- INSTRUCTIONS FOR THE TASK
Put every line of the material below into a numbered list, omitting any blank lines.

- THE INPUT
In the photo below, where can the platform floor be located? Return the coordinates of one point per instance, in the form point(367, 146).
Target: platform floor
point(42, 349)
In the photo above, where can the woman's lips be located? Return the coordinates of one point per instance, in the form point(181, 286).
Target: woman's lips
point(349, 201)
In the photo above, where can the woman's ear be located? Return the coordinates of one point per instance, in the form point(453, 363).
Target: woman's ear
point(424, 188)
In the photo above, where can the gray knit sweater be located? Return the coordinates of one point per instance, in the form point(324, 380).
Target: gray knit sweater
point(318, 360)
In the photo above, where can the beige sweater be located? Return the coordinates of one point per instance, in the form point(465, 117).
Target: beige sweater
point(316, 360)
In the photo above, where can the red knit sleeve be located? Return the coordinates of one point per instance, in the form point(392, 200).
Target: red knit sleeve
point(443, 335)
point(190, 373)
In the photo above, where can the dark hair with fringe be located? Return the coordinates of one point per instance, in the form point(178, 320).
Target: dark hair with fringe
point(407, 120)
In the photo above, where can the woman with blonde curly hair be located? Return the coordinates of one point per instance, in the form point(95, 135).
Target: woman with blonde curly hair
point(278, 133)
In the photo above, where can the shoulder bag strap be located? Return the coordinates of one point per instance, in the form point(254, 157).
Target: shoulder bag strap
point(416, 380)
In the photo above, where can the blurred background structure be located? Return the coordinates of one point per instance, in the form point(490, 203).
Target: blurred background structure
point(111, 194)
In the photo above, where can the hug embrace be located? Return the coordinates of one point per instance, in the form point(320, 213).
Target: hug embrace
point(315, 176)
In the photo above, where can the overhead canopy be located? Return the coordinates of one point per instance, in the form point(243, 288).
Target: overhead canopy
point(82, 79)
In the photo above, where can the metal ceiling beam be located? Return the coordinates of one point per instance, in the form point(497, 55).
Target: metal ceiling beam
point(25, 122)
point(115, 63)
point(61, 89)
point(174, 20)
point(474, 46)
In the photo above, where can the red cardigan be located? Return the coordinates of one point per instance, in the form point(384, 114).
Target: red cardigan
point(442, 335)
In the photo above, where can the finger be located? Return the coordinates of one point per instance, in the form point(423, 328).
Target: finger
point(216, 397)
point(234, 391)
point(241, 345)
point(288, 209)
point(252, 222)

- THE SOLUTION
1. In the photo below, where can the platform floor be located? Return the coordinates of one point per instance, in the form point(367, 146).
2. Target: platform floor
3. point(42, 349)
4. In the photo above, where can the woman's lips be located? Return the coordinates of one point per instance, in the form point(181, 286).
5. Target: woman's lips
6. point(349, 201)
7. In the photo above, where can the woman's ear be located? Return the coordinates of one point per instance, in the form point(453, 363).
8. Target: woman's ear
9. point(424, 188)
10. In the photo above, where can the gray knit sweater be located? Return the coordinates of one point per instance, in the form point(324, 380).
11. Target: gray knit sweater
12. point(318, 360)
13. In the photo above, where can the beige sweater be located? Return the coordinates of one point per instance, in the form point(465, 117).
14. Target: beige sweater
15. point(316, 360)
16. In the photo above, where can the red knit sleeve be located? Return the coordinates of one point per instance, in the form point(392, 200).
17. Target: red knit sleeve
18. point(443, 335)
19. point(190, 373)
20. In the photo above, where can the dark hair with fringe be located? Return the coordinates of one point per instance, in the form point(178, 320).
21. Target: dark hair with fringe
22. point(407, 120)
23. In the photo above, where can the woman with blonde curly hair be located? Return the coordinates of one point per instance, in the form point(95, 135).
24. Target: woman with blonde curly hair
25. point(278, 133)
26. In the photo above, where can the shoulder bag strap be located? Return the coordinates of one point per instance, in the form point(254, 157).
27. Target: shoulder bag strap
28. point(416, 380)
29. In the photo above, where can the blurred background structure be located? Return the coordinates of one point per instance, in the form point(490, 203).
30. Target: blurred background structure
31. point(111, 194)
32. In the photo above, where can the hug embrace be located? Return the coordinates of one point per instance, in the form point(320, 213).
33. Target: hug embrace
34. point(315, 176)
35. In the photo above, where can the overhead canopy be located? Return the coordinates of one point per instance, in the form point(243, 288).
36. Target: overhead canopy
37. point(82, 79)
38. In the photo above, where can the metal ceiling beam be located? Return the coordinates of one point per instance, in the form point(497, 55).
39. Target: metal ceiling beam
40. point(25, 122)
41. point(115, 63)
42. point(61, 89)
43. point(174, 20)
44. point(474, 46)
45. In the photo above, where can the red cardigan be located? Return the coordinates of one point per instance, in the form point(384, 114).
46. Target: red cardigan
47. point(442, 335)
48. In the photo above, where can the finger be located? Return the coordinates of one point per instance, in the form point(423, 328).
49. Target: finger
50. point(216, 397)
51. point(234, 391)
52. point(241, 345)
53. point(288, 209)
54. point(252, 222)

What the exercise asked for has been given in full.